--- Stated goal A ---
Can you turn all the records that follow the tokenizer documentation into a numbered list, one line per item, skipping blank lines and leaving out the pictures?

`flambe.tokenizer.word`¶

Module Contents¶

class flambe.tokenizer.word.WordTokenizer[source]¶

Implement a word level tokenizer.

tokenize(self, example: str)[source]¶

Tokenize an input example.

Parameters:	example (str) – The input example, as a string
Returns:	The output word tokens, as a list of strings
Return type:	List[str]

class flambe.tokenizer.word.NGramsTokenizer(ngrams: Union[int, List[int]] = 1)[source]¶

Implement a n-gram tokenizer

Examples

>>> t = NGramsTokenizer(ngrams=2).tokenize("hi how are you?")
['hi, how', 'how are', 'are you?']

>>> t = NGramsTokenizer(ngrams=[1,2]).tokenize("hi how are you?")
['hi,', 'how', 'are', 'you?', 'hi, how', 'how are', 'are you?']

Parameters:	ngrams (Union[int, List[int]]) – An int or a list of ints. If it’s a list of ints, all n-grams (for each int) will be considered in the tokenizer.

static _tokenize(example: str, n: int)[source]¶: Tokenize an input example using ngrams.

tokenize(self, example: str)[source]¶

Tokenize an input example.

Parameters:	example (str) – The input example, as a string.
Returns:	The output word tokens, as a list of strings
Return type:	List[str]

--- Stated goal B ---
Could you give back the entire word tokenizer documentation word for word?

--- Material to process ---
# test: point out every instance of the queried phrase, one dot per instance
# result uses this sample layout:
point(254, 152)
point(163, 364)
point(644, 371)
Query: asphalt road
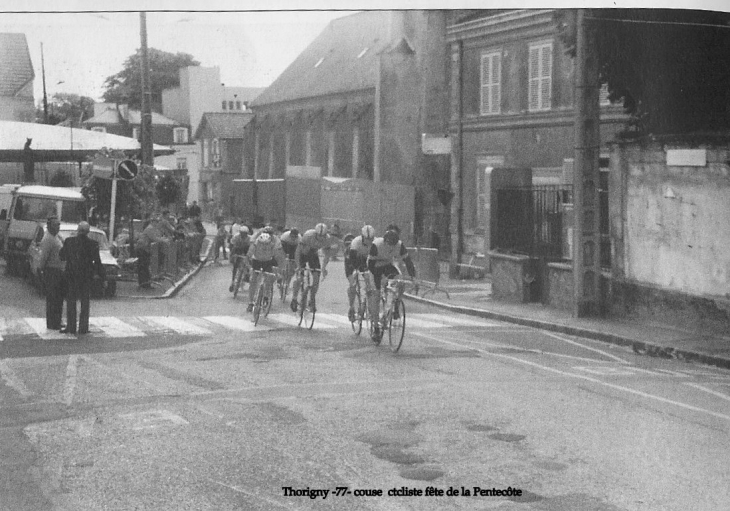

--- Complete answer A ---
1. # test: point out every instance of the queried phrase, one dot per instance
2. # result uses this sample layout:
3. point(254, 152)
4. point(163, 364)
5. point(644, 371)
6. Query: asphalt road

--- Complete answer B ---
`flambe.tokenizer.word`¶

Module Contents¶

class flambe.tokenizer.word.WordTokenizer[source]¶

Implement a word level tokenizer.

tokenize(self, example: str)[source]¶

Tokenize an input example.

Parameters:	example (str) – The input example, as a string
Returns:	The output word tokens, as a list of strings
Return type:	List[str]

class flambe.tokenizer.word.NGramsTokenizer(ngrams: Union[int, List[int]] = 1)[source]¶

Implement a n-gram tokenizer

Examples

>>> t = NGramsTokenizer(ngrams=2).tokenize("hi how are you?")
['hi, how', 'how are', 'are you?']

>>> t = NGramsTokenizer(ngrams=[1,2]).tokenize("hi how are you?")
['hi,', 'how', 'are', 'you?', 'hi, how', 'how are', 'are you?']

Parameters:	ngrams (Union[int, List[int]]) – An int or a list of ints. If it’s a list of ints, all n-grams (for each int) will be considered in the tokenizer.

static _tokenize(example: str, n: int)[source]¶: Tokenize an input example using ngrams.

tokenize(self, example: str)[source]¶

Tokenize an input example.

Parameters:	example (str) – The input example, as a string.
Returns:	The output word tokens, as a list of strings
Return type:	List[str]